默认PHP版本会比较慢,所以采用php扩展(扩展启动慢,性好执行速度还行10000次0.5秒)

<?php
$time = microtime(true);
for($i=0;$i<10000;$i++) {
    $result = jieba('小明硕士毕业于中国科学院计算所,后在日本京都大学深造', 2);
}
$timenew = microtime(true);
echo "共耗时:" . ($timenew - $time) . PHP_EOL;

词性分析

https://github.com/fxsjy/jieba/issues/411

POS = {
    "n": {  # 1. 名词  (1个一类,7个二类,5个三类)
        "n": "名词",
        "nr": "人名",
        "nr1": "汉语姓氏",
        "nr2": "汉语名字",
        "nrj": "日语人名",
        "nrf": "音译人名",
        "ns": "地名",
        "nsf": "音译地名",
        "nt": "机构团体名",
        "nz": "其它专名",
        "nl": "名词性惯用语",
        "ng": "名词性语素"
    },
    "t": {  # 2. 时间词(1个一类,1个二类)
        "t": "时间词",
        "tg": "时间词性语素"
    },
    "s": {  # 3. 处所词(1个一类)
        "s": "处所词"
    },
    "f": {  # 4. 方位词(1个一类)

•••••

[给定任务 1]
文章的测试代码在循环中一共调用了多少次 jieba?
[给定任务 2]
接着这篇讲 jieba 分词与词性分析的文章,从它停下的地方续写。

[数据行]
•••••

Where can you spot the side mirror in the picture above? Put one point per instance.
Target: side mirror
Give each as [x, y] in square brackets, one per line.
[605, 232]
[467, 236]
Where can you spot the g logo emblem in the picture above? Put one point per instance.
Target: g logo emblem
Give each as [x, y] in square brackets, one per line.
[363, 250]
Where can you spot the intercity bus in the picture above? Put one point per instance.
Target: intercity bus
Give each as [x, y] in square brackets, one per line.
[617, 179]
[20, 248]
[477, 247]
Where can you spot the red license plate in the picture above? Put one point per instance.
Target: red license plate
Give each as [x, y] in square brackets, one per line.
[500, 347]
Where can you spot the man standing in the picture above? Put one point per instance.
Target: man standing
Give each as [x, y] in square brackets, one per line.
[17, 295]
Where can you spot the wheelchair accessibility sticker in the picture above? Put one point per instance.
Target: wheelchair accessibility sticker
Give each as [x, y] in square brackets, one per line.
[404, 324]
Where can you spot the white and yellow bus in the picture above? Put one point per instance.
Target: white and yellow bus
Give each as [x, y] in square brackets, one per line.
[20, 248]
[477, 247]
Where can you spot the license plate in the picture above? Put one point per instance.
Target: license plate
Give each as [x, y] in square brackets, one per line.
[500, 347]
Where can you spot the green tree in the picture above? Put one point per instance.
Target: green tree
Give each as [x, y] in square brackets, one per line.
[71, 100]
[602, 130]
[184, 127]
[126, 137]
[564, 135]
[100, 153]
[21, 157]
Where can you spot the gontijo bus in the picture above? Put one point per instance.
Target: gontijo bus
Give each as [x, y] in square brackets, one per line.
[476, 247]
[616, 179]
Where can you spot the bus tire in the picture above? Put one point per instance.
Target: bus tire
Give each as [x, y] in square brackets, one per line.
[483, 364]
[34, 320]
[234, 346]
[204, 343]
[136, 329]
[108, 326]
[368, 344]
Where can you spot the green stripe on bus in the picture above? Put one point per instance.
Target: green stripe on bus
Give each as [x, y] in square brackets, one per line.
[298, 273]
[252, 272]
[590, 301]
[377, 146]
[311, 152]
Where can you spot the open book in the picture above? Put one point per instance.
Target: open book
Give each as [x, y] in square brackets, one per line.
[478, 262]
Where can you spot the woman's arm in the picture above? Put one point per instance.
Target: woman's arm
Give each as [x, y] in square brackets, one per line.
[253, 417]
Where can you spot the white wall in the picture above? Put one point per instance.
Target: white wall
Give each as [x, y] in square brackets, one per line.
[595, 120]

•••••

[练习输出 1]
10000次。

[练习输出 2]
        "f": "方位词"
    },
    "v": {  # 5. 动词(1个一类,9个二类)
        "v": "动词",
        "vd": "副动词",
        "vn": "名动词",
        "vshi": "动词“是”",
        "vyou": "动词“有”",
        "vf": "趋向动词",
        "vx": "形式动词",
        "vi": "不及物动词(内动词)",
        "vl": "动词性惯用语",
        "vg": "动词性语素"
    },
    "a": {  # 6. 形容词(1个一类,4个二类)
        "a": "形容词",
        "ad": "副形词",
        "an": "名形词",
        "ag": "形容词性语素",
        "al": "形容词性惯用语"
    },
    "b": {  # 7. 区别词(1个一类,2个二类)
        "b": "区别词",
        "bl": "区别词性惯用语"
    },
    "z": {  # 8. 状态词(1个一类)
        "z": "状态词"
    },
    "r": {  # 9. 代词(1个一类,4个二类,6个三类)
        "r": "代词",
        "rr": "人称代词",
        "rz": "指示代词",
        "rzt": "时间指示代词",
        "rzs": "处所指示代词",
        "rzv": "谓词性指示代词",
        "ry": "疑问代词",
        "ryt": "时间疑问代词",
        "rys": "处所疑问代词",
        "ryv": "谓词性疑问代词",
        "rg": "代词性语素"
    },
    "m": {  # 10. 数词(1个一类,1个二类)
        "m": "数词",
        "mq": "数量词"
    },
    "q": {  # 11. 量词(1个一类,2个二类)
        "q": "量词",
        "qv": "动量词",
        "qt": "时量词"
    },
    "d": {  # 12. 副词(1个一类)
        "d": "副词"
    },
    "p": {  # 13. 介词(1个一类,2个二类)
        "p": "介词",
        "pba": "介词“把”",
        "pbei": "介词“被”"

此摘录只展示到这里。